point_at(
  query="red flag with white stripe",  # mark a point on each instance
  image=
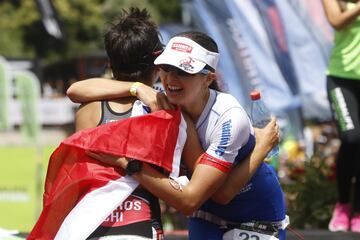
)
(81, 192)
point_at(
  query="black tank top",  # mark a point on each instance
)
(138, 228)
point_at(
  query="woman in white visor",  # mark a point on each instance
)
(215, 198)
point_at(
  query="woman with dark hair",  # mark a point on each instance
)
(343, 86)
(187, 72)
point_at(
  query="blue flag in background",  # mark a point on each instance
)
(275, 90)
(309, 57)
(235, 66)
(274, 26)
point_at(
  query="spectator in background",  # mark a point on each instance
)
(343, 86)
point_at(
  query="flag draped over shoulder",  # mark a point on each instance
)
(81, 192)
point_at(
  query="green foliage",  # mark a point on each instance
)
(170, 10)
(83, 22)
(13, 19)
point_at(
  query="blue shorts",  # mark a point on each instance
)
(262, 199)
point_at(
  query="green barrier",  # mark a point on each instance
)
(19, 195)
(28, 92)
(4, 94)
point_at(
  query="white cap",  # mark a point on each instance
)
(187, 55)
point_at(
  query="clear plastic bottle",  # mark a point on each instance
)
(260, 116)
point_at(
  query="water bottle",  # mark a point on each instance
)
(260, 116)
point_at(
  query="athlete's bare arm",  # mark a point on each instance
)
(96, 89)
(337, 15)
(266, 139)
(87, 116)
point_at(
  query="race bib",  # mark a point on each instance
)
(239, 234)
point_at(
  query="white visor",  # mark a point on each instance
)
(187, 55)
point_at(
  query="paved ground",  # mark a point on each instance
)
(307, 235)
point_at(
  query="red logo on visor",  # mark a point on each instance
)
(181, 47)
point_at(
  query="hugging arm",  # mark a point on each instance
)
(96, 89)
(266, 139)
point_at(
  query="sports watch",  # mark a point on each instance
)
(133, 166)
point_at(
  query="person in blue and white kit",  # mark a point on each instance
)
(217, 209)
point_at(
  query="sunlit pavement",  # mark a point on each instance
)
(306, 235)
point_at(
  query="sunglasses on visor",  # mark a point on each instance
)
(179, 72)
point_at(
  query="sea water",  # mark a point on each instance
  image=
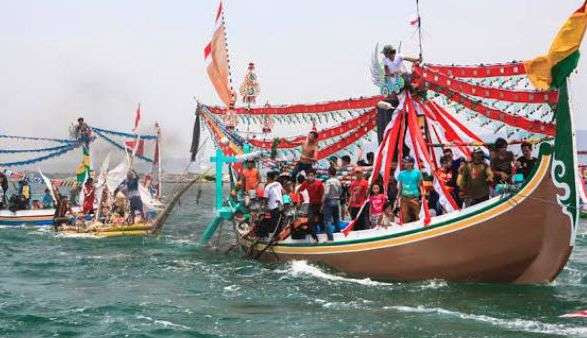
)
(54, 285)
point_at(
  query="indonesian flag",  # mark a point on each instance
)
(218, 69)
(132, 147)
(137, 118)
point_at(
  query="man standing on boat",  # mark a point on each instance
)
(526, 162)
(134, 197)
(3, 189)
(474, 179)
(308, 156)
(274, 196)
(410, 189)
(89, 196)
(315, 190)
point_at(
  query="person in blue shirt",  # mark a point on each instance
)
(410, 190)
(47, 200)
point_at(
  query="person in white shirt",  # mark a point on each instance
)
(274, 196)
(393, 68)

-- -- --

- [SHORT EXERCISE]:
Take the data above and repeat it exactly, leaving each picture out.

- [FINAL ANSWER]:
point_at(
  query="red flag with white stripe",  # mark a point on each instance
  image=
)
(81, 192)
point_at(
  query="black tank top",  # mark a point on each instance
)
(138, 228)
point_at(
  query="woman in white visor",  # mark a point on each instance
)
(215, 198)
point_at(
  query="woman with dark hair",  # mark a point on each instance
)
(343, 86)
(187, 72)
point_at(
  query="blue flag in background",  # mark a point on each instance
)
(275, 90)
(309, 57)
(235, 66)
(274, 26)
point_at(
  query="spectator in background",  # mark a point on each instance
)
(343, 86)
point_at(
  query="flag draped over shoulder",  # mark a point on each instance
)
(81, 192)
point_at(
  query="green foliage",  # mark a point on each instance
)
(170, 10)
(83, 22)
(13, 19)
point_at(
  query="blue shorts",  # mark a point on each instance
)
(262, 199)
point_at(
  query="green barrier",  # mark a point on each instance
)
(19, 195)
(28, 92)
(4, 94)
point_at(
  query="white cap",  # mark a point on each instance
)
(187, 55)
point_at(
  query="clear plastic bottle",  # mark a point on each instance
)
(260, 116)
point_at(
  query="water bottle",  # mark a point on each instance
)
(260, 116)
point_at(
  query="athlete's bare arm",  # mark a point on each instance
)
(96, 89)
(337, 15)
(266, 139)
(87, 116)
point_at(
  query="race bib",  # mark a point on each instance
)
(239, 234)
point_at(
  query="white visor",  # mark a point on each instance
)
(187, 55)
point_at(
  query="paved ground",  # mark a point on each instance
)
(307, 235)
point_at(
  query="red logo on visor",  # mark a point on each instance
)
(181, 47)
point_at(
  query="hugging arm",  # mark a point on each instance
)
(96, 89)
(266, 139)
point_at(
  query="sports watch",  # mark a point on each instance
)
(133, 166)
point_at(
  query="person in blue and white kit",  # mark a point on each instance
)
(217, 209)
point_at(
  query="sunlit pavement",  # mark a point on each instance
)
(306, 235)
point_at(
  query="sunglasses on visor",  # mark a point on each instance
)
(179, 72)
point_at(
  query="sea water",  # mark a point on each instance
  image=
)
(54, 285)
point_at(
  query="indonesian flag",  # mark a point on each instance
)
(218, 69)
(132, 147)
(137, 118)
point_at(
  query="man standing on boat",  # mark a point on each instance
)
(526, 162)
(134, 197)
(3, 189)
(474, 179)
(308, 156)
(274, 196)
(410, 189)
(89, 196)
(315, 190)
point_at(
  query="person in blue shirt",  # mark a point on each instance
)
(410, 190)
(47, 200)
point_at(
  query="person in white shirt",  # mark a point on each instance
)
(274, 196)
(393, 68)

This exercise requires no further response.